→ DATA RECORDS
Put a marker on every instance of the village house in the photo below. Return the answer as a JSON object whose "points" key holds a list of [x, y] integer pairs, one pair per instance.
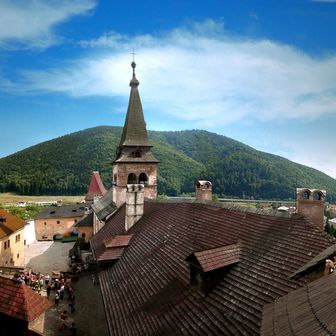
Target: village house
{"points": [[59, 220], [198, 267], [11, 240]]}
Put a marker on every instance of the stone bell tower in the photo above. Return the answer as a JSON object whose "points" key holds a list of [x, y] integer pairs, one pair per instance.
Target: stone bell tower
{"points": [[134, 163], [310, 203]]}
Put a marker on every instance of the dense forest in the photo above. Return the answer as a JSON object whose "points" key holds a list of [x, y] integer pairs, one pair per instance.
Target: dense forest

→ REQUIREMENTS
Copy every record above line for line, omitting the pictures.

→ EXPECTED ANSWER
Put a marker on every instance of the village house in the photo below. Return the answer as a JSON object whose "points" key holds a list of [x, y] integer pairs, one pair per instance.
Target: village house
{"points": [[59, 220], [198, 267], [11, 240]]}
Put a marker on every instance of the stone bell tower in the photo above. Return the answer as a JSON object whose "points" key holds a list of [x, y] integer pairs, one pair per instance.
Target: stone bell tower
{"points": [[134, 163], [310, 203]]}
Put a marker on every instance of the dense forest in the photo above. Return the answer as a JSON object whose "points" key holds a list of [x, y] integer pairs, one pair per instance.
Target: dense forest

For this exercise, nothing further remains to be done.